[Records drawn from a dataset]
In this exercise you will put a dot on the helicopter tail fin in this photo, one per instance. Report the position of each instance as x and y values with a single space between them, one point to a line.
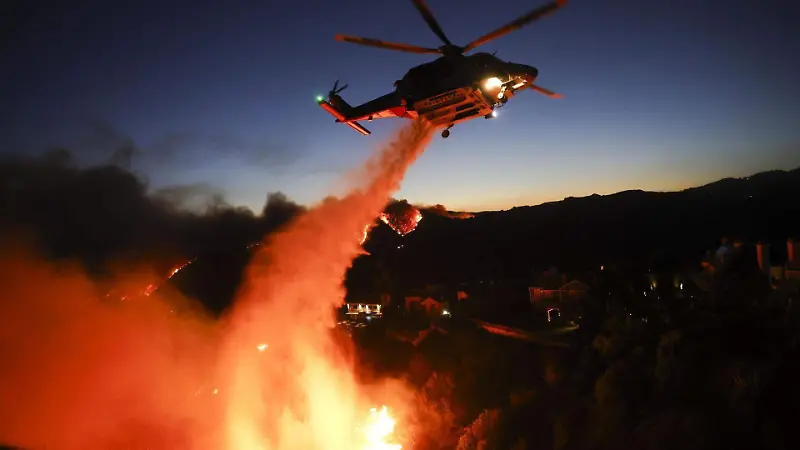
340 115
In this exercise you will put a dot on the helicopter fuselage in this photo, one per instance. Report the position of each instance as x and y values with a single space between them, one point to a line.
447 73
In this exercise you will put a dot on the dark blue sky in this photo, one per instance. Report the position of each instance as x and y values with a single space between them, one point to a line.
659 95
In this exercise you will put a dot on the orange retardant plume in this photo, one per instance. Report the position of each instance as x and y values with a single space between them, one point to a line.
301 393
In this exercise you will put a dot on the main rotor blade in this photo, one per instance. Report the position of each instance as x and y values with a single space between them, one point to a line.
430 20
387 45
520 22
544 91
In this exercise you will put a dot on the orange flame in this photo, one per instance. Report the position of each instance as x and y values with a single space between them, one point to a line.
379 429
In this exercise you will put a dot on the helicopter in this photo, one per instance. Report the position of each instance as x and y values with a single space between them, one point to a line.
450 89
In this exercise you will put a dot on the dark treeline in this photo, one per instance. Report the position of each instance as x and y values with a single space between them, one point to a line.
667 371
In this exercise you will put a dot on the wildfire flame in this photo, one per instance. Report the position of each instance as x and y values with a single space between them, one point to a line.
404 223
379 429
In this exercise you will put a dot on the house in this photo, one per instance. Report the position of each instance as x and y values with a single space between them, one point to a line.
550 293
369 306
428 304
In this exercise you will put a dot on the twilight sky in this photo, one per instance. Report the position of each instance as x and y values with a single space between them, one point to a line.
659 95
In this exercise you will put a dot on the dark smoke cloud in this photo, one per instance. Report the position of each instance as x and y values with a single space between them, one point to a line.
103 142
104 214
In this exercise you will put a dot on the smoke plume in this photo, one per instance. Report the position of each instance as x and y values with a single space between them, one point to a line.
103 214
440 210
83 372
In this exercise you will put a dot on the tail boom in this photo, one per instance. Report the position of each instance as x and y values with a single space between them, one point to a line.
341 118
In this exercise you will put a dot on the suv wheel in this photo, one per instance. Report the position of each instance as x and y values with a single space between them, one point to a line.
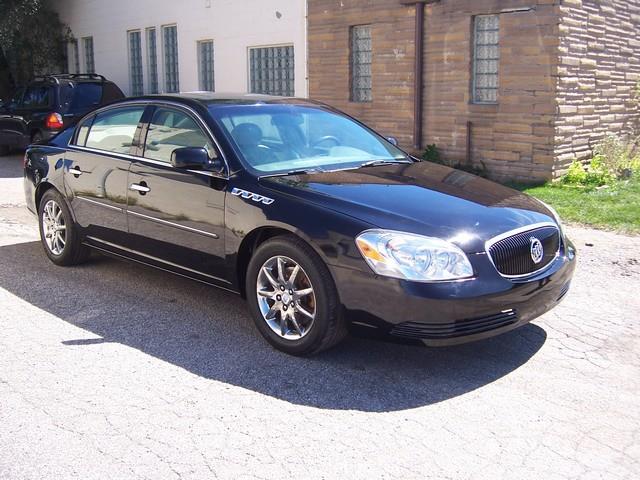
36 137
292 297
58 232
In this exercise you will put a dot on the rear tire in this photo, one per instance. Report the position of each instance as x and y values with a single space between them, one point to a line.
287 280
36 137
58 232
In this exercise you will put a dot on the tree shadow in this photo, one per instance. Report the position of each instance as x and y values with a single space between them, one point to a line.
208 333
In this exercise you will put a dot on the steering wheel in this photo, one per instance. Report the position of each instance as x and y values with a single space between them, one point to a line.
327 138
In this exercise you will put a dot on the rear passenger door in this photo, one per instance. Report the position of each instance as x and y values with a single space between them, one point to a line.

**Work instructions**
Could you restate every entry above word for word, leaving out the pictures?

**Result for this exercise**
In this exercise you will put a dot on the helicopter tail fin in this photo, one per instance. Report the position of each instance as x and y values with a single space between them, one point to a line.
340 115
In this exercise you will put a dot on the helicopter fuselage in this photo, one per instance. Report the position of each instance as x and y values with a single space between them, one point to a line.
447 73
In this exercise you will put a dot on the dark blue sky in this photo, one per instance. Report the position of each instance as x and y values with a single space between them, one point to a line.
659 95
In this exercise you will put a dot on the orange retardant plume in this photo, one per instance. Report the position of each instance as x and y values with a single space between them, one point to a line.
301 393
In this exercise you will put a dot on the main rotor blade in this photo, one per instance. Report the position of each instance as x and y values with a single space between them, one point to a line.
430 20
387 45
520 22
544 91
In this exercise you will put a dot on the orange flame in this photo, one per instance. Report the position of each instance as x and y values with a single space between them, one point to a line.
379 429
In this exercise you will put a dot on the helicopter in this photo, one per instance. Report the position of each instance as x and y values with a single space between them, one point to a line.
450 89
In this exercise you will put a dot on the dark treeline in this photo, one per instance. Report the position of each instance as x and y values with a single space between them, one point to a line.
667 371
In this exercise you will put a dot on the wildfire flame in this photo, one per instance. Report the position of each instance as x and y values with a single space between them, one point to a line.
404 223
379 429
In this exercise you will put a dot on the house in this photo, one per instance. Report the position of each instance as x and y values with a single space between them, one point to a line.
550 293
369 306
428 304
In this exercise you will put a dot on the twilight sky in this photo, one per instance. Report the position of each instance as x and y values with a single space between them, one point to a line.
659 95
In this exercise you will put a dot on the dark smoke cloud in this photo, one per instance. Report the position of each instance as x and y values with a single space between them, one point to a line.
103 142
104 214
In this exercise you will put a dot on the smoke plume in this photo, one per instance. Report the position of each instance as x and y values with a single space between them, one point to a line.
103 214
440 210
83 372
In this exercise you will put a dot on the tail boom in this photo, one per instance. Report the position of each instance as x and y values with a single space between them, one point to a line.
341 118
In this exercise you will put a dot on the suv wheel in this photo, one per instance. Report the position of each instance as x and y values with a single space between them, one point to a line.
36 137
292 297
58 232
In this exercise you will put a dot on the rear tire in this photo, one per instance. Report the position of each instance as x and y values with a single space between them, one point to a line.
287 280
36 137
58 232
In this exercise you will put a dot on the tree shadow in this photo, one per instance. Report the position of each instance as x and y values with a single space between them, one point to a line.
208 333
In this exercise you will put a dot on the steering wheel in this photo, one per instance. Report the position of each instance as x and y values with a single space between them, one point to a line.
327 138
In this exercise you will put a dot on the rear passenger door in this photo, one per instance. Report the position of each instance as x and y values with a single space between them, one point to a line.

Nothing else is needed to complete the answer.